| QUOTED PASSAGE |

......

Realising interdependence is the ground on which we need to step to even want to start rebuilding our broken societies. Maybe it can also be a motivation to do the necessary personal and collective self-care that is needed to centre and open ourselves up to views that are opposite to our own. As Joanna Macy explains, once we realise that our self has different layers and we are able to widen our sense of self to include others, then maybe we no longer see our actions towards them as altruistic, but as normal: like doing things for ourselves.  

Becoming aware of our interdependence is key to building power. But here, we are not talking about power over others, this is, the patriarchal notion that tells us that power  is an all-or-nothing game where some rule and others are ruled. The word power comes from the Latin verb potere, which means to be able. When we are able to broaden our sense of self, we sometimes feel the emergence of something bigger than the sum of its parts, and we can do new things. Joanna Macy calls it emergence, while Otto Scharmer calls it presencing, and both have spent decades developing concrete practices, based on the wisdom of Indigenous peoples, to gain that kind of collective perspective through The work that reconnects and Theory U. Here, power is a verb, rather than a resource. When we emerge as a collective self, then we can do things that we could not do before.

......

| DATASET |

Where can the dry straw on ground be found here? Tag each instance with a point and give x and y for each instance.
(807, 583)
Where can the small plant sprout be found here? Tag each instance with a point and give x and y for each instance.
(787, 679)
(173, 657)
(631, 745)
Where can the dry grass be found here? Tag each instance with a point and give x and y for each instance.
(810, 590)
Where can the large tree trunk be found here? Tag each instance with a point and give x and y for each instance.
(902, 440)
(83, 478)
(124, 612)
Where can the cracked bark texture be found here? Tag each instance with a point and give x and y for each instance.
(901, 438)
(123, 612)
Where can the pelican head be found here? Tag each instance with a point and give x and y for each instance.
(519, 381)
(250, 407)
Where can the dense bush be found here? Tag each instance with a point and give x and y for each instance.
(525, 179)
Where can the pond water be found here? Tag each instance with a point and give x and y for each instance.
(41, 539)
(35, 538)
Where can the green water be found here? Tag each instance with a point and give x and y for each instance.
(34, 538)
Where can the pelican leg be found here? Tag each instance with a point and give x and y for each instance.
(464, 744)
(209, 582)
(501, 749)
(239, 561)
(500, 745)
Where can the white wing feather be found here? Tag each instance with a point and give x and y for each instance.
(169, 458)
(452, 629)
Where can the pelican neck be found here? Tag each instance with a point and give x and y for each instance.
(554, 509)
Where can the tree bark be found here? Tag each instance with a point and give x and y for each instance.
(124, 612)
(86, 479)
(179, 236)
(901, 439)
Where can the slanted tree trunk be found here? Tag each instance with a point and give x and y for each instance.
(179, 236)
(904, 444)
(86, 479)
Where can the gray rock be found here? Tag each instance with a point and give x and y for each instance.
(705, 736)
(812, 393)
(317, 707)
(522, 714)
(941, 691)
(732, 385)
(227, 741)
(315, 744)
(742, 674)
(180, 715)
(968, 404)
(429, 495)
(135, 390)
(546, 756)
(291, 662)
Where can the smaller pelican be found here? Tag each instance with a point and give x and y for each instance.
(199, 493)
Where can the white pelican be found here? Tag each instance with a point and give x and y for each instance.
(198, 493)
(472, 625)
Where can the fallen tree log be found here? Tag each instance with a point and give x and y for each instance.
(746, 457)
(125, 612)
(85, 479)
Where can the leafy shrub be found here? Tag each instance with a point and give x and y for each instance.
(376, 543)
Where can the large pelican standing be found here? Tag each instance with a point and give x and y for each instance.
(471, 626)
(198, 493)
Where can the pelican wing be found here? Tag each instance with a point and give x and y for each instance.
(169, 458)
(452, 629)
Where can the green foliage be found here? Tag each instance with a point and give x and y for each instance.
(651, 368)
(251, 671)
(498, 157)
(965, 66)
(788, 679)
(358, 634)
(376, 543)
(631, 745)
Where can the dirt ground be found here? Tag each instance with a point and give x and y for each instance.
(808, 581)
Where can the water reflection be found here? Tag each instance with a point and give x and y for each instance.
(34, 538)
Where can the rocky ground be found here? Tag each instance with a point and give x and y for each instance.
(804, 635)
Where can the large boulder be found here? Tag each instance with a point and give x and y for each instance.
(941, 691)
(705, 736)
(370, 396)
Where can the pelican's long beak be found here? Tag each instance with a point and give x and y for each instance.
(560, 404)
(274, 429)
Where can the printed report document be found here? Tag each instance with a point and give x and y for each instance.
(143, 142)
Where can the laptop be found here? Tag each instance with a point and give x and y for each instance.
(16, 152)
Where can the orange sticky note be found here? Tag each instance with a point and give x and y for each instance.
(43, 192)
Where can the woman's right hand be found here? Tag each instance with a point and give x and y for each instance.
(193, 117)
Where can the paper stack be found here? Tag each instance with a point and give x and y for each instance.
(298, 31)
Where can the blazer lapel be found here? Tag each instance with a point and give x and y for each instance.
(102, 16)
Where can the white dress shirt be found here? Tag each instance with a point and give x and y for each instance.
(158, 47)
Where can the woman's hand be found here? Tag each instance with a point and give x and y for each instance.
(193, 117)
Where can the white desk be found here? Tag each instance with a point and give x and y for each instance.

......

| WHAT TO DO |
a. In the passage on interdependence and power, rewrite the part starting at "Realising interdependence is" and ending at "things for ourselves.", replacing "altruistic" with "generous".
b. List every term or practice name that the passage on interdependence and power credits to Joanna Macy or Otto Scharmer.
c. Continue the passage on interdependence and power from the point where it stops.

| RESULTS BY TASK |
a.
Realising interdependence is the ground on which we need to step to even want to start rebuilding our broken societies. Maybe it can also be a motivation to do the necessary personal and collective self-care that is needed to centre and open ourselves up to views that are opposite to our own. As Joanna Macy explains, once we realise that our self has different layers and we are able to widen our sense of self to include others, then maybe we no longer see our actions towards them as generous, but as normal: like doing things for ourselves.

b. emergence, presencing, The work that reconnects, Theory U

c.
Even if they use other terms, these reflections and notions might sound familiar to experienced activists in some parts of the world. However, at least in my experience, we often tend to see them as possible only within our own circles. Again, what this would mean in terms of reconnecting to the other side is a big question that we need to ask locally, based on our own circumstances and possibilities.

Conclusion

As one of my friends likes to say, the most basic form of care is ‘to give a shit’ about someone. In that sense, my main claim here is that we need to give a shit about far-right supporters if we want to stop this wave of hate. We will not be able to achieve that by merely speaking to them (especially not by attacking or lecturing them), but by deeply listening to understand, so we can then imagine new pathways. And we will only be able to listen if we collectively find a place of security and solidity where we can open our minds to what we are so far unable to get.

As I said at the beginning, in a democracy we count everyone’s vote. This is how it works. We cannot build democracies only for those who agree with us, even if left-wing discourses sometimes seem to imply that. And this is not a weak or naïve position to take, but a very radical one. Many people think that activism means mainly fighting to win and doing good stuff, because we are right. This only shows the extent to which we are embedded in the patriarchal and capitalist logics that rule the world.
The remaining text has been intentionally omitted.